PROBLEM DESCRIPTION
Locate each line in the material below that contains the word "depot" and copy those lines out in full.

DATA FOR THE TASK

....

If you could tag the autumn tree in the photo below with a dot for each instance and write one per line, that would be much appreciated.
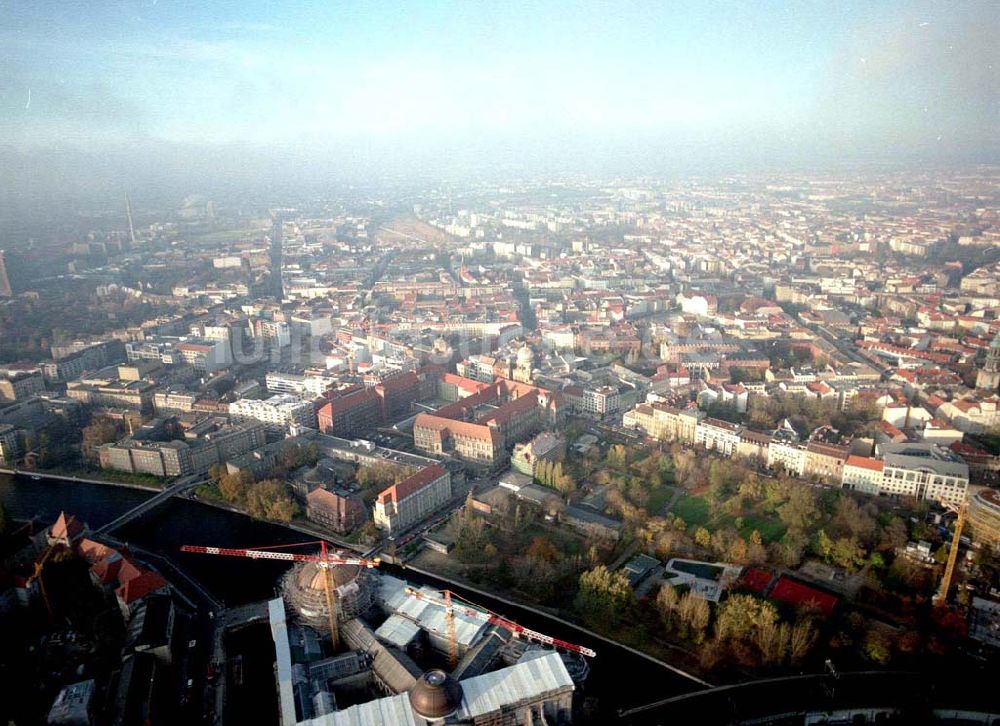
(603, 597)
(270, 499)
(693, 615)
(667, 601)
(235, 487)
(799, 511)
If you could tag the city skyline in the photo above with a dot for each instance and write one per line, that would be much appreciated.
(226, 94)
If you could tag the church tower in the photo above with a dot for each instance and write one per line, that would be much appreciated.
(988, 378)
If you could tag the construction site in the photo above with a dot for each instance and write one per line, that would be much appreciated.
(357, 647)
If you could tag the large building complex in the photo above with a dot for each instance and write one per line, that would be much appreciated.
(406, 503)
(277, 413)
(924, 471)
(482, 427)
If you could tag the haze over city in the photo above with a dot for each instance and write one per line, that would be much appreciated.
(499, 364)
(225, 94)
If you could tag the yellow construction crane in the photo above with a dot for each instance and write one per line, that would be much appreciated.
(37, 576)
(941, 597)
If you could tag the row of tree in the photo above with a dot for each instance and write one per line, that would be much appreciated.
(550, 473)
(265, 499)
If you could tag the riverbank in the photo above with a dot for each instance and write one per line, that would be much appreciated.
(300, 527)
(235, 581)
(423, 569)
(42, 475)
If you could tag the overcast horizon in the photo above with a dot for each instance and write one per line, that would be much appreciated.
(154, 95)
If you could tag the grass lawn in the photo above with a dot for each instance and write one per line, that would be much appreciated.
(771, 528)
(658, 499)
(693, 510)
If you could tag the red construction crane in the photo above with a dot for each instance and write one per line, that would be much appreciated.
(324, 560)
(448, 602)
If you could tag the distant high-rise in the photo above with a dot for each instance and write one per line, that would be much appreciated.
(5, 290)
(131, 227)
(276, 242)
(988, 378)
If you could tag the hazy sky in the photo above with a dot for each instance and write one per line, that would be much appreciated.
(630, 81)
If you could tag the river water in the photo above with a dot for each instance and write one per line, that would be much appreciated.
(618, 677)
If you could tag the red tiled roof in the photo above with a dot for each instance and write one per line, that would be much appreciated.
(93, 552)
(140, 586)
(864, 462)
(795, 593)
(412, 483)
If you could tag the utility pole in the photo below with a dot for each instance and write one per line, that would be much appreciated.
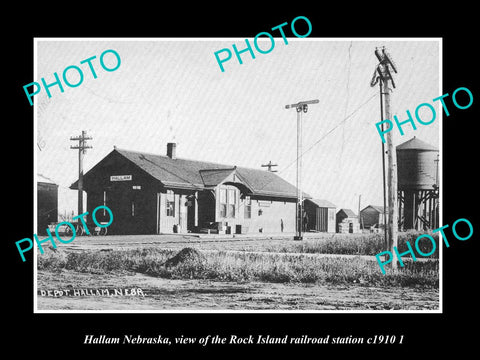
(385, 77)
(269, 166)
(301, 106)
(82, 148)
(360, 220)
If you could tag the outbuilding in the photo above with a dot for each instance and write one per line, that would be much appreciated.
(155, 194)
(372, 216)
(320, 215)
(347, 222)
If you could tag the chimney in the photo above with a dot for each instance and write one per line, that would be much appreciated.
(171, 150)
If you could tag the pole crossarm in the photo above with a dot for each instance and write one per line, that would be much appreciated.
(299, 213)
(301, 103)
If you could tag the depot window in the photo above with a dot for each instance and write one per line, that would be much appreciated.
(232, 201)
(170, 203)
(248, 207)
(223, 202)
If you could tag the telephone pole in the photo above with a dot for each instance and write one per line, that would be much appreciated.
(385, 77)
(301, 106)
(82, 148)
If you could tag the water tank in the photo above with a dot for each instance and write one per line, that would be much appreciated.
(417, 165)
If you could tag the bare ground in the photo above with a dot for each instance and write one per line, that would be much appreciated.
(174, 294)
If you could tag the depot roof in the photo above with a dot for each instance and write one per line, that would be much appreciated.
(198, 175)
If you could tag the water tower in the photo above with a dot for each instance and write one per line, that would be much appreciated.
(417, 171)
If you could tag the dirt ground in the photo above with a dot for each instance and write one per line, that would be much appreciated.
(159, 294)
(169, 294)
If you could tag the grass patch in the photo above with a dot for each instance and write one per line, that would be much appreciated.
(241, 267)
(357, 244)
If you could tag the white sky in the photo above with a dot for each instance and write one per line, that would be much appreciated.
(173, 89)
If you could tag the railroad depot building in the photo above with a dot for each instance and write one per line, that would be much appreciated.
(155, 194)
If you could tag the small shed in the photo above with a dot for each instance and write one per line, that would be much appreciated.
(372, 216)
(320, 215)
(47, 203)
(347, 222)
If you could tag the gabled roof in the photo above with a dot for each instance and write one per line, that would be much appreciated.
(43, 179)
(322, 203)
(378, 208)
(347, 212)
(193, 174)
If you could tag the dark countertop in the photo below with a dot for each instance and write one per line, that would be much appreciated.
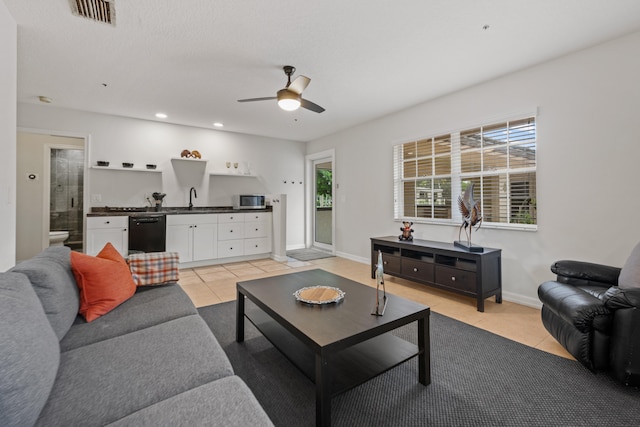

....

RESULT FOR THIS EXERCISE
If you could tag the depot window in the photo above with a dot for each instance and write one per line, that would be much appreciated.
If you could tag the depot roof in the photo above with a dot for each instance and write one per line, that would be much appreciated.
If you could tag the railroad depot building in the photo above with a dot for each instance and write one per line, that would be much appreciated.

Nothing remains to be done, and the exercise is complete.